[Directions for this task]: Copy out, word for word, the part of the data below that opens with the line containing "Target: <item>vgf logo</item>" and closes with the line containing "194 139 L 194", including both of those lines.

[Data for this task]:
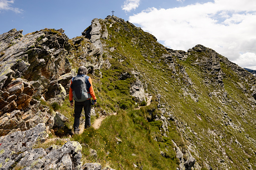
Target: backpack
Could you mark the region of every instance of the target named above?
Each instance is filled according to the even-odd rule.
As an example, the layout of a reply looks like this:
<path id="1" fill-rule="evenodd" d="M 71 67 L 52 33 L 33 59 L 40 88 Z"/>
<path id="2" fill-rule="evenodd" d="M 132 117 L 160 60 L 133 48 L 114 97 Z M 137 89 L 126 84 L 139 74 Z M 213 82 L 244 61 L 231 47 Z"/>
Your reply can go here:
<path id="1" fill-rule="evenodd" d="M 92 97 L 91 94 L 87 91 L 86 77 L 87 76 L 76 76 L 72 79 L 70 86 L 72 90 L 73 97 L 76 101 L 84 101 Z"/>

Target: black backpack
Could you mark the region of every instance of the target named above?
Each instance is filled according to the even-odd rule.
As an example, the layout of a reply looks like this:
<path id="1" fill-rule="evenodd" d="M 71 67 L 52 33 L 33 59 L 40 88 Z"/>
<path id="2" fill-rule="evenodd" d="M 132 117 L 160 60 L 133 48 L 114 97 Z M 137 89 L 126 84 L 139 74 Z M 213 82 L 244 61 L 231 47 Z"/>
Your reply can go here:
<path id="1" fill-rule="evenodd" d="M 87 91 L 86 77 L 87 76 L 76 76 L 73 77 L 70 86 L 72 90 L 73 97 L 76 101 L 84 101 L 92 97 Z"/>

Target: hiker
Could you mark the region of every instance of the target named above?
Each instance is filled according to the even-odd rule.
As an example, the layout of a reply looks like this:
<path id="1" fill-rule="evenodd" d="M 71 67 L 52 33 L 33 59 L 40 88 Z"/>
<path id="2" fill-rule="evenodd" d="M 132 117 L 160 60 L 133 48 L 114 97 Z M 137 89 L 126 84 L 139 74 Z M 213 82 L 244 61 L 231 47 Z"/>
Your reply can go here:
<path id="1" fill-rule="evenodd" d="M 92 79 L 87 75 L 87 69 L 84 66 L 80 66 L 78 70 L 76 76 L 71 80 L 69 88 L 69 99 L 70 106 L 74 105 L 73 98 L 74 100 L 74 131 L 78 134 L 79 118 L 81 116 L 82 108 L 84 110 L 86 123 L 84 128 L 91 126 L 91 106 L 97 103 L 97 99 L 94 93 Z M 91 101 L 91 98 L 93 100 Z"/>

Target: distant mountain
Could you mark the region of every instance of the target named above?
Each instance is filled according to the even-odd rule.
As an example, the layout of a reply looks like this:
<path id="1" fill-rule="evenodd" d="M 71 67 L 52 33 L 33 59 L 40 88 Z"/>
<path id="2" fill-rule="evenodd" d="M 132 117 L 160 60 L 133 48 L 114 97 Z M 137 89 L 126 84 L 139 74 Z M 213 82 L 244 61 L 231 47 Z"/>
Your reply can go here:
<path id="1" fill-rule="evenodd" d="M 256 169 L 256 77 L 191 47 L 115 16 L 72 39 L 0 35 L 0 169 Z M 73 136 L 67 95 L 81 65 L 97 97 L 92 123 L 105 119 Z"/>
<path id="2" fill-rule="evenodd" d="M 251 74 L 252 74 L 253 75 L 256 76 L 256 70 L 251 70 L 251 69 L 247 69 L 246 68 L 244 68 L 244 69 L 245 69 L 246 70 L 248 71 L 249 72 L 251 73 Z"/>

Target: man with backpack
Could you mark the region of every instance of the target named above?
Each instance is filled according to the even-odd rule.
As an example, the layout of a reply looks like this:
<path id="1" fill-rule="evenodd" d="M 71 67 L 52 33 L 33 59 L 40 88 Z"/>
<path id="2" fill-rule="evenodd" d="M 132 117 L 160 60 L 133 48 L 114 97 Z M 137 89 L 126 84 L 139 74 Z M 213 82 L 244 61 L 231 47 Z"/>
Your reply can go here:
<path id="1" fill-rule="evenodd" d="M 84 66 L 80 66 L 78 70 L 77 75 L 73 77 L 71 80 L 69 88 L 69 99 L 70 105 L 74 105 L 74 131 L 75 134 L 78 134 L 79 119 L 81 116 L 82 108 L 84 110 L 86 123 L 84 128 L 91 126 L 91 106 L 97 103 L 97 98 L 94 93 L 92 79 L 87 75 L 87 69 Z M 91 101 L 91 98 L 93 100 Z M 92 102 L 92 103 L 91 103 Z"/>

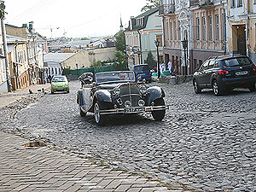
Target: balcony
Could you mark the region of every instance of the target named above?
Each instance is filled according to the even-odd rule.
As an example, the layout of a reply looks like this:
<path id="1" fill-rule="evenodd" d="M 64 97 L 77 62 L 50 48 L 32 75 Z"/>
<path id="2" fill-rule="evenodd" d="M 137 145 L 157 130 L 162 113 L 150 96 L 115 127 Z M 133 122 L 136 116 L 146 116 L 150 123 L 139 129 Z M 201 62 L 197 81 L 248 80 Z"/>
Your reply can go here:
<path id="1" fill-rule="evenodd" d="M 162 4 L 159 7 L 159 15 L 169 15 L 174 14 L 175 12 L 175 4 Z"/>

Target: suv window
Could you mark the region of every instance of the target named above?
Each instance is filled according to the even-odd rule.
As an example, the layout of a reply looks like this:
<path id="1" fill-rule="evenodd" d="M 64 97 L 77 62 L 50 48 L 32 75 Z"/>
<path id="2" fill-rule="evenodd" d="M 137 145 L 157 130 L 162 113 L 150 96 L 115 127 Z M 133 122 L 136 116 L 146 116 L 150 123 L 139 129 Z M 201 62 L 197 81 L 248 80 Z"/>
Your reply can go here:
<path id="1" fill-rule="evenodd" d="M 237 66 L 247 66 L 252 64 L 252 61 L 247 57 L 237 57 L 224 60 L 224 66 L 229 67 Z"/>
<path id="2" fill-rule="evenodd" d="M 205 61 L 201 67 L 200 67 L 200 70 L 205 70 L 205 69 L 207 69 L 208 68 L 208 63 L 209 63 L 209 61 Z"/>
<path id="3" fill-rule="evenodd" d="M 208 67 L 208 68 L 213 68 L 214 63 L 215 63 L 215 61 L 214 61 L 214 60 L 212 60 L 212 61 L 209 62 L 209 67 Z"/>

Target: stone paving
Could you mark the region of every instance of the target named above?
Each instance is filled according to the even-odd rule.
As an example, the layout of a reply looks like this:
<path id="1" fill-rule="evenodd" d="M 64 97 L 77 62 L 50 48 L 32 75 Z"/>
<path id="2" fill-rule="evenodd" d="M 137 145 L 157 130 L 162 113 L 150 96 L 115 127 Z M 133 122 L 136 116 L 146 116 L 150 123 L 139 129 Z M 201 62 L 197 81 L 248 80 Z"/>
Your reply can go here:
<path id="1" fill-rule="evenodd" d="M 164 89 L 170 106 L 161 122 L 150 113 L 109 116 L 98 127 L 91 113 L 79 116 L 79 84 L 73 81 L 70 94 L 0 111 L 9 119 L 0 129 L 117 170 L 150 173 L 183 190 L 256 191 L 256 93 L 238 89 L 214 96 L 208 90 L 195 94 L 191 83 L 151 84 Z"/>

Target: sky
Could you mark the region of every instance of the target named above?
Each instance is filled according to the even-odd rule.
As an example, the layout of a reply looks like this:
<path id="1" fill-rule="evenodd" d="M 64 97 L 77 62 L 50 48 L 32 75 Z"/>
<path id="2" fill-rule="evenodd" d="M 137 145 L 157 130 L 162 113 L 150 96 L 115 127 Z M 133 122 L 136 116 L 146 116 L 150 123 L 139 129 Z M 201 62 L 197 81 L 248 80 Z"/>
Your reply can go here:
<path id="1" fill-rule="evenodd" d="M 47 38 L 99 37 L 127 27 L 146 0 L 5 0 L 4 22 L 22 26 L 34 22 L 36 32 Z M 65 33 L 65 35 L 64 35 Z"/>

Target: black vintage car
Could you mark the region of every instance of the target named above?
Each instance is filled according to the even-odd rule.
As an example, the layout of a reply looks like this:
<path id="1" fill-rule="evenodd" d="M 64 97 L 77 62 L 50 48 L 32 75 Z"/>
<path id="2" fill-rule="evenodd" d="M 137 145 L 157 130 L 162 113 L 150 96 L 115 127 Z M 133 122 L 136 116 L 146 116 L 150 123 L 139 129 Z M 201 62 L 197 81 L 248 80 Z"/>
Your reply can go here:
<path id="1" fill-rule="evenodd" d="M 136 81 L 132 71 L 115 71 L 95 74 L 95 82 L 78 91 L 80 115 L 94 113 L 96 123 L 105 125 L 108 114 L 151 112 L 160 121 L 168 108 L 165 92 L 158 86 L 148 87 Z"/>

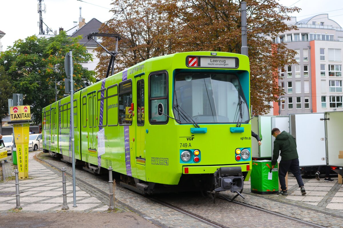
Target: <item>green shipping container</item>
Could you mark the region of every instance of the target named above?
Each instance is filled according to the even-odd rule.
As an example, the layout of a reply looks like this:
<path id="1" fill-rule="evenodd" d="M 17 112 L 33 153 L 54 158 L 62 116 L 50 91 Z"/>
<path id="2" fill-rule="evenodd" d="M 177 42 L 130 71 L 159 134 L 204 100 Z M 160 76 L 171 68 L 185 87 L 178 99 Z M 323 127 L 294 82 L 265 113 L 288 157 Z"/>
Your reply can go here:
<path id="1" fill-rule="evenodd" d="M 270 172 L 271 161 L 253 161 L 250 176 L 252 192 L 276 194 L 279 191 L 277 163 Z"/>

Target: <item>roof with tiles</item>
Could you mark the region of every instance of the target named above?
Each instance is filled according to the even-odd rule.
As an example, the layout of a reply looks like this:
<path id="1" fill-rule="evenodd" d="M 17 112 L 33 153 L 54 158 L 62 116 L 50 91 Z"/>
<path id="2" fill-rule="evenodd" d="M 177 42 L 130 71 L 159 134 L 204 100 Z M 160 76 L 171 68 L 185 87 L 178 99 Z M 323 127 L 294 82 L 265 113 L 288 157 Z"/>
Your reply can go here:
<path id="1" fill-rule="evenodd" d="M 82 39 L 80 41 L 80 44 L 85 44 L 85 46 L 96 47 L 97 45 L 94 40 L 88 40 L 87 36 L 92 32 L 98 32 L 102 23 L 98 19 L 93 18 L 81 28 L 74 32 L 71 37 L 75 37 L 78 36 L 82 36 Z"/>

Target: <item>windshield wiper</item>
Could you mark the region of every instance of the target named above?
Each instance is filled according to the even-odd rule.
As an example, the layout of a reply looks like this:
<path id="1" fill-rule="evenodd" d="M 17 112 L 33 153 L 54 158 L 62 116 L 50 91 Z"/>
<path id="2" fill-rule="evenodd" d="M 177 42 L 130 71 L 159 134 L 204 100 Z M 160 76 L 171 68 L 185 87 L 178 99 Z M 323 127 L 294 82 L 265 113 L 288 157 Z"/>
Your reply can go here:
<path id="1" fill-rule="evenodd" d="M 187 112 L 185 111 L 181 108 L 181 107 L 179 106 L 178 105 L 174 105 L 174 108 L 175 109 L 175 110 L 177 112 L 178 114 L 179 115 L 179 117 L 181 116 L 181 117 L 182 117 L 184 120 L 187 120 L 189 122 L 191 123 L 196 128 L 200 128 L 200 126 L 197 122 L 195 122 L 195 121 L 193 120 L 192 117 L 191 117 Z M 180 115 L 180 113 L 181 113 L 181 115 Z"/>
<path id="2" fill-rule="evenodd" d="M 177 103 L 177 97 L 176 97 L 176 90 L 174 91 L 174 94 L 175 95 L 175 99 L 176 102 L 176 104 L 174 105 L 174 108 L 175 108 L 175 110 L 176 110 L 176 111 L 177 112 L 178 115 L 179 116 L 179 119 L 180 118 L 180 117 L 181 116 L 181 117 L 182 117 L 185 120 L 188 121 L 190 123 L 192 123 L 192 124 L 196 128 L 200 128 L 200 126 L 199 126 L 197 123 L 197 122 L 195 122 L 194 120 L 192 118 L 192 117 L 189 116 L 187 114 L 187 113 L 185 111 L 181 108 L 181 107 L 179 106 L 179 104 Z M 180 112 L 181 113 L 181 114 L 182 114 L 181 115 L 180 115 Z M 187 118 L 187 117 L 188 117 L 189 119 L 188 119 L 188 118 Z M 190 119 L 192 120 L 192 121 L 189 120 Z M 180 122 L 181 122 L 181 121 L 180 121 Z"/>
<path id="3" fill-rule="evenodd" d="M 243 120 L 243 113 L 242 112 L 242 105 L 245 102 L 244 101 L 242 100 L 242 99 L 240 98 L 240 95 L 239 95 L 239 93 L 238 95 L 238 104 L 237 105 L 239 105 L 238 106 L 238 111 L 239 112 L 239 115 L 238 117 L 238 121 L 237 121 L 237 124 L 236 125 L 236 128 L 238 128 L 238 127 L 240 126 L 240 125 L 242 123 L 242 121 Z M 243 111 L 244 111 L 244 109 L 243 109 Z M 239 121 L 239 117 L 240 117 L 240 121 Z"/>

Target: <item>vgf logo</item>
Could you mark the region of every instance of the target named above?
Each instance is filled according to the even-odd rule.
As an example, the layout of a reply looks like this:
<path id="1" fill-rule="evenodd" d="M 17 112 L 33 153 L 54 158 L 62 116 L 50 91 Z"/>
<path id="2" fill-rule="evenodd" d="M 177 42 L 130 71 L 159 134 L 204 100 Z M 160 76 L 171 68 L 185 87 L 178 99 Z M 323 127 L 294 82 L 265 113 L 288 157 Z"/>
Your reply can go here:
<path id="1" fill-rule="evenodd" d="M 194 139 L 194 135 L 192 135 L 191 137 L 187 137 L 188 141 L 192 141 L 193 139 Z"/>

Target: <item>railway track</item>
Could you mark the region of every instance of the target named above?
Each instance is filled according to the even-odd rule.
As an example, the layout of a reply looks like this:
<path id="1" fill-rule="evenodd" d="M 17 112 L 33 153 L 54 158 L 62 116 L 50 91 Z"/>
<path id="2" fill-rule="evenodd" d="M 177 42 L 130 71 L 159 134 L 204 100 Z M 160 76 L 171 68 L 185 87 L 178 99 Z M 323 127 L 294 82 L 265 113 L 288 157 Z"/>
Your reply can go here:
<path id="1" fill-rule="evenodd" d="M 50 163 L 49 163 L 48 161 L 47 161 L 46 160 L 45 160 L 44 161 L 47 163 L 48 164 L 49 164 L 51 165 L 52 166 L 55 166 L 53 164 Z M 57 168 L 57 167 L 56 167 Z M 105 181 L 108 180 L 108 176 L 107 176 L 106 175 L 99 175 L 97 177 L 98 178 L 100 178 L 101 179 L 103 179 L 103 180 Z M 77 178 L 77 179 L 78 179 L 78 178 Z M 88 184 L 87 183 L 86 183 L 86 182 L 84 182 L 84 181 L 81 180 L 81 179 L 80 180 L 83 181 L 83 182 L 84 182 L 85 183 Z M 123 187 L 119 185 L 117 185 L 117 187 L 120 186 L 122 188 L 123 188 Z M 127 188 L 125 188 L 125 189 L 127 190 L 129 190 L 129 189 L 128 189 Z M 130 190 L 130 191 L 131 190 Z M 105 192 L 104 192 L 104 193 L 106 193 Z M 205 216 L 201 216 L 201 215 L 200 215 L 199 214 L 200 214 L 200 213 L 196 213 L 197 212 L 196 211 L 195 212 L 192 212 L 191 211 L 190 211 L 190 210 L 188 210 L 182 208 L 182 207 L 184 207 L 184 205 L 187 204 L 186 203 L 185 203 L 184 204 L 181 204 L 179 206 L 178 206 L 175 205 L 174 205 L 174 204 L 173 204 L 173 203 L 170 203 L 169 202 L 166 202 L 165 200 L 161 199 L 158 199 L 157 197 L 151 197 L 150 196 L 145 196 L 145 197 L 146 198 L 154 202 L 155 202 L 156 203 L 158 203 L 164 206 L 167 207 L 172 210 L 174 210 L 176 211 L 182 213 L 187 216 L 189 216 L 189 217 L 191 217 L 194 219 L 196 219 L 200 222 L 206 224 L 208 225 L 211 226 L 213 227 L 216 228 L 228 228 L 229 227 L 233 227 L 233 226 L 228 226 L 227 225 L 223 224 L 221 224 L 220 222 L 216 222 L 215 221 L 214 221 L 213 220 L 214 219 L 212 219 L 211 218 L 209 218 L 206 217 L 205 217 Z M 225 197 L 224 196 L 223 196 L 222 195 L 221 195 L 221 194 L 217 195 L 217 198 L 218 198 L 218 200 L 219 200 L 220 199 L 223 200 L 228 201 L 233 203 L 237 204 L 237 205 L 239 205 L 243 206 L 249 208 L 249 210 L 246 210 L 247 211 L 250 212 L 251 210 L 253 210 L 257 211 L 259 212 L 263 212 L 265 213 L 268 213 L 269 214 L 275 216 L 277 216 L 279 217 L 283 218 L 284 219 L 288 219 L 289 220 L 293 221 L 293 222 L 295 222 L 297 223 L 298 223 L 298 224 L 300 224 L 299 225 L 301 224 L 301 225 L 305 225 L 306 226 L 308 226 L 308 227 L 316 227 L 318 228 L 323 228 L 324 227 L 326 227 L 321 226 L 320 225 L 318 225 L 312 223 L 308 222 L 307 222 L 306 221 L 303 221 L 303 220 L 301 220 L 301 219 L 296 218 L 294 218 L 289 216 L 287 216 L 287 215 L 284 215 L 282 214 L 279 213 L 268 211 L 265 209 L 264 209 L 262 208 L 256 207 L 254 206 L 252 206 L 251 205 L 244 203 L 242 203 L 241 202 L 239 202 L 238 201 L 234 200 L 232 201 L 231 201 L 231 199 L 228 198 L 226 197 Z M 175 198 L 176 198 L 175 197 Z M 173 198 L 172 198 L 172 199 Z M 220 203 L 220 201 L 217 200 L 217 203 Z M 183 202 L 182 203 L 183 203 Z M 213 205 L 215 205 L 215 204 L 213 204 Z M 228 207 L 227 206 L 227 205 L 225 205 L 225 206 L 226 206 L 227 207 Z M 302 226 L 300 227 L 305 227 Z"/>
<path id="2" fill-rule="evenodd" d="M 175 206 L 175 205 L 173 205 L 169 203 L 166 202 L 163 200 L 159 199 L 155 197 L 146 197 L 147 198 L 153 200 L 156 203 L 159 203 L 162 204 L 165 206 L 168 207 L 170 208 L 173 209 L 173 210 L 175 210 L 178 212 L 182 213 L 185 214 L 187 215 L 190 217 L 191 217 L 193 218 L 197 219 L 200 222 L 204 223 L 206 224 L 210 225 L 213 226 L 214 227 L 218 228 L 229 228 L 230 227 L 227 226 L 225 226 L 223 224 L 220 224 L 218 223 L 215 222 L 212 220 L 210 219 L 206 218 L 203 216 L 199 216 L 198 215 L 197 215 L 187 210 L 183 209 L 180 207 Z M 310 227 L 316 227 L 316 228 L 326 228 L 327 227 L 323 226 L 321 226 L 320 225 L 318 225 L 314 223 L 309 223 L 308 222 L 307 222 L 305 221 L 303 221 L 301 219 L 297 218 L 294 218 L 289 216 L 287 216 L 287 215 L 283 215 L 282 214 L 280 214 L 279 213 L 277 213 L 276 212 L 274 212 L 273 211 L 268 211 L 265 209 L 263 209 L 263 208 L 261 208 L 255 206 L 252 206 L 246 203 L 242 203 L 241 202 L 239 202 L 235 200 L 232 201 L 232 199 L 228 198 L 222 195 L 217 195 L 217 197 L 218 198 L 222 199 L 223 200 L 228 201 L 229 202 L 233 203 L 235 203 L 241 206 L 243 206 L 247 207 L 248 207 L 250 209 L 250 210 L 252 209 L 253 210 L 256 210 L 258 211 L 259 211 L 263 212 L 266 213 L 268 213 L 269 214 L 273 215 L 276 216 L 279 216 L 283 218 L 285 218 L 287 219 L 291 220 L 293 221 L 296 222 L 297 223 L 301 223 L 302 224 L 304 225 L 306 225 L 307 226 L 309 226 Z"/>

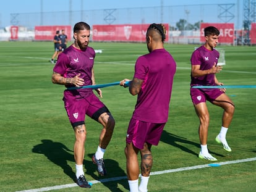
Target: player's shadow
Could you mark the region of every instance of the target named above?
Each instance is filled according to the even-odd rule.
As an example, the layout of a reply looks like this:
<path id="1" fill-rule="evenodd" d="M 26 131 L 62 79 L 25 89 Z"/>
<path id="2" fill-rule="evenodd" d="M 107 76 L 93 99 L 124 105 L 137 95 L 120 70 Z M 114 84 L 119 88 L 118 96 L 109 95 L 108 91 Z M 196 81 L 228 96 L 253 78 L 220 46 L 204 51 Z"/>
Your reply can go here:
<path id="1" fill-rule="evenodd" d="M 50 161 L 61 167 L 64 173 L 68 175 L 74 182 L 75 182 L 75 173 L 67 164 L 67 161 L 75 162 L 74 151 L 59 142 L 54 142 L 50 140 L 42 140 L 41 141 L 41 143 L 33 146 L 32 152 L 45 155 Z M 88 156 L 91 159 L 93 155 L 93 154 L 88 154 Z M 108 187 L 111 191 L 122 191 L 119 188 L 118 184 L 122 185 L 128 190 L 126 174 L 119 166 L 118 162 L 108 159 L 105 159 L 105 162 L 108 174 L 106 176 L 100 177 L 98 174 L 96 165 L 93 164 L 92 161 L 84 160 L 85 177 L 87 177 L 86 175 L 91 175 L 95 180 L 100 181 Z"/>
<path id="2" fill-rule="evenodd" d="M 93 154 L 88 154 L 88 156 L 92 158 L 93 155 Z M 122 185 L 124 188 L 129 190 L 126 173 L 124 170 L 119 167 L 118 162 L 113 159 L 104 159 L 104 162 L 107 170 L 106 175 L 104 177 L 99 176 L 96 170 L 96 165 L 93 164 L 92 161 L 84 161 L 86 174 L 91 175 L 95 180 L 98 180 L 101 182 L 101 183 L 108 188 L 111 191 L 123 191 L 118 187 L 119 185 Z"/>
<path id="3" fill-rule="evenodd" d="M 194 152 L 186 147 L 184 147 L 183 145 L 179 143 L 189 144 L 194 145 L 198 148 L 200 147 L 200 144 L 197 143 L 189 141 L 184 137 L 168 133 L 166 130 L 163 131 L 163 133 L 161 136 L 161 141 L 197 156 L 198 156 L 197 153 Z"/>
<path id="4" fill-rule="evenodd" d="M 200 149 L 200 144 L 195 143 L 194 141 L 189 141 L 186 138 L 181 137 L 181 136 L 168 133 L 165 130 L 163 130 L 163 131 L 162 135 L 161 136 L 161 141 L 167 144 L 171 144 L 174 147 L 178 148 L 185 152 L 190 153 L 196 156 L 198 156 L 198 152 L 199 152 Z M 190 150 L 190 149 L 179 143 L 185 143 L 185 144 L 189 144 L 191 145 L 194 145 L 198 148 L 198 152 L 195 152 L 193 151 Z M 220 154 L 213 152 L 211 151 L 210 152 L 211 154 L 215 154 L 216 156 L 223 157 L 223 156 Z"/>
<path id="5" fill-rule="evenodd" d="M 73 151 L 59 142 L 53 142 L 50 140 L 42 140 L 41 141 L 41 143 L 33 146 L 32 152 L 44 154 L 52 162 L 61 167 L 63 172 L 75 182 L 75 174 L 67 162 L 74 161 Z"/>

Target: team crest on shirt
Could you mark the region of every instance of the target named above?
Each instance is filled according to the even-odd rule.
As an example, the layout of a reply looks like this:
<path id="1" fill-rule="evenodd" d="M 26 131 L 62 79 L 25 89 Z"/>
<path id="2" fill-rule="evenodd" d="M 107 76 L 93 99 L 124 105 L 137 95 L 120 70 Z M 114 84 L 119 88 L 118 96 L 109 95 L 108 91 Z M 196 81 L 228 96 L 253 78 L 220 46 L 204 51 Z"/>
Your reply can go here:
<path id="1" fill-rule="evenodd" d="M 74 116 L 74 117 L 75 117 L 75 119 L 77 119 L 78 118 L 78 112 L 75 112 L 75 113 L 74 113 L 73 114 L 73 116 Z"/>
<path id="2" fill-rule="evenodd" d="M 77 62 L 79 62 L 79 61 L 78 60 L 78 57 L 77 57 L 77 59 L 73 59 L 73 60 L 74 60 L 74 62 L 75 63 L 77 63 Z"/>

[Solved problem]:
Target: <item>vgf logo</item>
Could you mark the region of every instance of the target named above?
Each instance is filled according to the even-odd rule.
As an example, the layout of a reply looks like this:
<path id="1" fill-rule="evenodd" d="M 17 112 L 33 153 L 54 158 L 62 116 L 50 91 Z"/>
<path id="2" fill-rule="evenodd" d="M 177 42 L 130 71 L 159 134 L 204 100 Z M 160 76 L 171 68 L 185 87 L 178 99 Z M 323 127 L 294 82 L 265 113 L 288 157 Z"/>
Your reply can go here:
<path id="1" fill-rule="evenodd" d="M 194 139 L 194 135 L 192 135 L 191 137 L 187 137 L 188 141 L 192 141 L 193 139 Z"/>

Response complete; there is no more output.